• **Set problem**: Copy out the entries word for word, from the very first line through the line containing "x=31, y=337", including both ends.

A block of data:

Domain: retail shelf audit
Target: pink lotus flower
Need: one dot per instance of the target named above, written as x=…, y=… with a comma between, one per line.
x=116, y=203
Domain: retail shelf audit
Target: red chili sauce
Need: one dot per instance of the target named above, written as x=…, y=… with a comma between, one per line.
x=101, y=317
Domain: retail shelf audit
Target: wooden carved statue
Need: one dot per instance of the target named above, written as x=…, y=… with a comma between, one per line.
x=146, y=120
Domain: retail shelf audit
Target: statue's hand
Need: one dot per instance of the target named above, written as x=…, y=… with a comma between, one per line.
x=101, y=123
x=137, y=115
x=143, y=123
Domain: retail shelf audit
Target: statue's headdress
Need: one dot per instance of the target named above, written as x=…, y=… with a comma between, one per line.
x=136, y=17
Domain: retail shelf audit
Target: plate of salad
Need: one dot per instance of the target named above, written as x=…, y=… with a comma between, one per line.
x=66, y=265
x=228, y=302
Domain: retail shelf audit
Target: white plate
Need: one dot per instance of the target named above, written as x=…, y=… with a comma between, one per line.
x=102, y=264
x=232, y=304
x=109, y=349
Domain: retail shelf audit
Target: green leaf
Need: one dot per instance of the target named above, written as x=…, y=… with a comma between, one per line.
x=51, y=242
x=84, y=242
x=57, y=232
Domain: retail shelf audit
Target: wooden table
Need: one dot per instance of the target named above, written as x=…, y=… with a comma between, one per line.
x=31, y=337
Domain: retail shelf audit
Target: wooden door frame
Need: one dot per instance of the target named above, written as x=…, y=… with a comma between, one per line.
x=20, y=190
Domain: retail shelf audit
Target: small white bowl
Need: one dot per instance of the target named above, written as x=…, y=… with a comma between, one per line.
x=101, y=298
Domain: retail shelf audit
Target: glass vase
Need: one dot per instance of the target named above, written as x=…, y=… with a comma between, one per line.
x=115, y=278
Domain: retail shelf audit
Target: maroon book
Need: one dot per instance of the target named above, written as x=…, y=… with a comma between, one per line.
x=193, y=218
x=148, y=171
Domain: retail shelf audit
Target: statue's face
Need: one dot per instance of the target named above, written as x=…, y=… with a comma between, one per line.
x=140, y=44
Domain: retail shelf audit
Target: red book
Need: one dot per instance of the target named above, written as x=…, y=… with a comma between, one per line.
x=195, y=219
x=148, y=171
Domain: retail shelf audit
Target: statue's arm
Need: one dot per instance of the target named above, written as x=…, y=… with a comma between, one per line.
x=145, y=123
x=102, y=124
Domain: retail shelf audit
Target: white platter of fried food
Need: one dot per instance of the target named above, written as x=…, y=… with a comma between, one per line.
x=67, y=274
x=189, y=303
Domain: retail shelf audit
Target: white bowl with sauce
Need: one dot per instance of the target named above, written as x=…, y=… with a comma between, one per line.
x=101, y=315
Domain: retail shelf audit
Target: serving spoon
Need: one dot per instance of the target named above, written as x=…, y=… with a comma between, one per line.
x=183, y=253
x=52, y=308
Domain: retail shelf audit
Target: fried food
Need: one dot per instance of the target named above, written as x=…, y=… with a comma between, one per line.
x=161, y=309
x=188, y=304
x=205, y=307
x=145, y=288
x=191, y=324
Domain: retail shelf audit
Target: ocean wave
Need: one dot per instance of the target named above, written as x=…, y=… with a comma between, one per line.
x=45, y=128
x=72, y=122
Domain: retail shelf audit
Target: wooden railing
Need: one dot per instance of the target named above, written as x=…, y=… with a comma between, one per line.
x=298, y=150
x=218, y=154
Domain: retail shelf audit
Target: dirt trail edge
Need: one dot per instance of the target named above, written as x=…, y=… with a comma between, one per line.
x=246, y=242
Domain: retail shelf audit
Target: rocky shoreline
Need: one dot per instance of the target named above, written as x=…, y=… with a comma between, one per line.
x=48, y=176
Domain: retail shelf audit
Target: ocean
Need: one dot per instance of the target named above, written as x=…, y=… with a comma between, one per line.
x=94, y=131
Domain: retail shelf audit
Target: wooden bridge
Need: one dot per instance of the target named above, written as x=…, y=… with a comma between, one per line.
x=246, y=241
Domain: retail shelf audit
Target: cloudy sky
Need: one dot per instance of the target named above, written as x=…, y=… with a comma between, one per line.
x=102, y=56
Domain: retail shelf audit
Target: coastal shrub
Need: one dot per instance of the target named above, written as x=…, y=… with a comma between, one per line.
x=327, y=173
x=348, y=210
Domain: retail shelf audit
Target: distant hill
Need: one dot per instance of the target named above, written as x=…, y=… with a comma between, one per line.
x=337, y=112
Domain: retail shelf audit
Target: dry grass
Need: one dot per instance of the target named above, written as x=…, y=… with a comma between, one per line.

• **Written answer**:
Domain: retail shelf audit
Target: pink lotus flower
Need: one dot per instance of the target named above, written as x=…, y=… with a comma between, one per line.
x=116, y=203
Domain: retail shelf audit
Target: red chili sauce
Need: one dot per instance of the target named above, written as x=…, y=… with a comma between, one per line.
x=101, y=317
Domain: retail shelf audit
Target: wooden carved statue
Need: one dot per instance of the target named above, written as x=…, y=… with a comma between, one per line.
x=146, y=120
Domain: retail shelf audit
Target: statue's hand
Need: one dot per instance of the target named above, written as x=…, y=… with a comma between, one per line.
x=101, y=123
x=137, y=115
x=143, y=123
Domain: retail shelf audit
Target: statue's headdress
Need: one dot per instance of the target named above, written as x=…, y=… with a comma between, one per line.
x=136, y=17
Domain: retail shelf audit
Target: plate of salad
Need: one dot per instance of the target named above, written as x=…, y=… with a comma between, one per line.
x=66, y=265
x=228, y=302
Domain: retail shelf audit
Target: white plate
Need: one dot per instance of the target named above, written as x=…, y=… with a comma between, one per line.
x=102, y=264
x=232, y=304
x=109, y=349
Domain: retail shelf audit
Target: green leaf
Need: one dot per instance of the target named above, written as x=…, y=… with a comma between, one per line.
x=51, y=242
x=84, y=242
x=57, y=232
Domain: retail shelf audit
Target: wooden table
Need: one dot per instance of the target named above, written as x=…, y=… with a comma between, one per line.
x=31, y=337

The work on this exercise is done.